Question Remains On Trade Tensions And Possible Effects On Real Estate Buyers

The rise and fall of real estate markets have been more noticeable lately because of the various tensions among countries. Market appreciation has been decelerating while sales have been slowing and a potential recession is weighing heavily on purchases, according to Curbed.

This is what has been happening in the larger world market, where a global slowdown, coupled with the imposition of tariffs between countries, have been treated with uncertainty.

These factors have contributed to the flow of foreign investors out of the US to stay away from the US property market, according to a National Association of Realtors report.

This has resulted in potential sales worth billions of dollars not happening. The annual Profile of International Activity in US Residential Real Estate showed that there is a 36% drop in activity in the market.

The co-author of the report, Gay Cororaton, said that the shift has been due to consumer confidence as much as it is all about the economic slowdown, as well as international politics in play.

To put it simply, she said that confidence to buy property grows when people see a market that's "stable and growing." With lots of instability and a certain dose of uncertainty, she said, the wise will hold off from making any investments, even if it is to buy a house.

§ **Supplied material**
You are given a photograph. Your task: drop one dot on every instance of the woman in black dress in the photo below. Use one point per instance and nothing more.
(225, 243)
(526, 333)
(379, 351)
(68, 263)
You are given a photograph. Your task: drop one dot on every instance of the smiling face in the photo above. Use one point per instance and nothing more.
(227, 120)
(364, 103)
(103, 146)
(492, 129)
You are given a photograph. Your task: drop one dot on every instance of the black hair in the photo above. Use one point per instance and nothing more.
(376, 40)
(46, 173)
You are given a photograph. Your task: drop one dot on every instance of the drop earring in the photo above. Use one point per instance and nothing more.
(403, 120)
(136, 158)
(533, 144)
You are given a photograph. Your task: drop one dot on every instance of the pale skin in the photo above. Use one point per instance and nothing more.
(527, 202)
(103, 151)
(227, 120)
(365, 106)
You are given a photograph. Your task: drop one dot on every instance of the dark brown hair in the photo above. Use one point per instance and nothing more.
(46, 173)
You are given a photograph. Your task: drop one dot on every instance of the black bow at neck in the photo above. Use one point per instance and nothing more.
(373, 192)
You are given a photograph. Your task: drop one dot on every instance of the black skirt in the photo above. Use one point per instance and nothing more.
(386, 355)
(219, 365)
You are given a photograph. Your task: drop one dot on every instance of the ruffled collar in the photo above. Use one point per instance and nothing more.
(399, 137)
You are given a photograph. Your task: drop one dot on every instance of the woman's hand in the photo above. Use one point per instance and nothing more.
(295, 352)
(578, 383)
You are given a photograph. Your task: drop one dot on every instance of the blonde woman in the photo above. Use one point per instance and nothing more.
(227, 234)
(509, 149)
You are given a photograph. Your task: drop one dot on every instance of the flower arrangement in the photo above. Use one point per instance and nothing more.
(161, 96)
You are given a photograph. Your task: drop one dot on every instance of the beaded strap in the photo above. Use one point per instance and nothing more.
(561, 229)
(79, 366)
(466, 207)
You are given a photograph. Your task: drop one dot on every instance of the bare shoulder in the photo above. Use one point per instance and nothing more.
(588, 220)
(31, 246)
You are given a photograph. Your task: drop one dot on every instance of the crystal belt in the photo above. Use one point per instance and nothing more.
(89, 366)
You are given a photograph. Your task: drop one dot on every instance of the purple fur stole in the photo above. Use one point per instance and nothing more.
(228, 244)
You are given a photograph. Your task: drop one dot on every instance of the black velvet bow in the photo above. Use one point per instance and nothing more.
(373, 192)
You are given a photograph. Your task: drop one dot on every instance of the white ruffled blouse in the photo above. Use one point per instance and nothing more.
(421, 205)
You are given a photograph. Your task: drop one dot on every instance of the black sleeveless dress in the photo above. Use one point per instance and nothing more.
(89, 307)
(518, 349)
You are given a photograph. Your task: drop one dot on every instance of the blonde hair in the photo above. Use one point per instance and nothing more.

§ **Exercise instructions**
[1] According to the article on trade tensions and real estate, what drop in market activity did the annual Profile of International Activity in US Residential Real Estate show?
[2] Pick up the article on trade tensions and real estate after its final sentence and write what comes next.
The items stand apart from the article on trade tensions and real estate and are separate material.

§ **Results**
[1] It showed a 36% drop in activity in the market.

[2]
Another question that remains is what happens to the "global economy" borne out of the globalization that's been happening? The US-China trade dispute has been making matters worse for this market factor, which had been gaining strength over the past quarter-century. CNBC noted an example where the European Union was making more exports than the US into China because of the dispute.

American businesses have started their search for more partner markets other than just those from China. Imports from China have gone down to about 12.2% year to date, according to data from the government. This trend had the potential to change the global economy, according to Capital Economics group chief economist Neil Shearing.

The tit-for-tat happening between China and the US may signal the end of globalization as businesses know it. The cross-border movements of goods and services may soon be in the reverse, he added.

Other analysts have their own ideas about what might possibly happen because of these after-effects. The toxic trade talks, the negative investments-these may all factor into a significant decline or a noticeable decrease in doing business, at least for next year.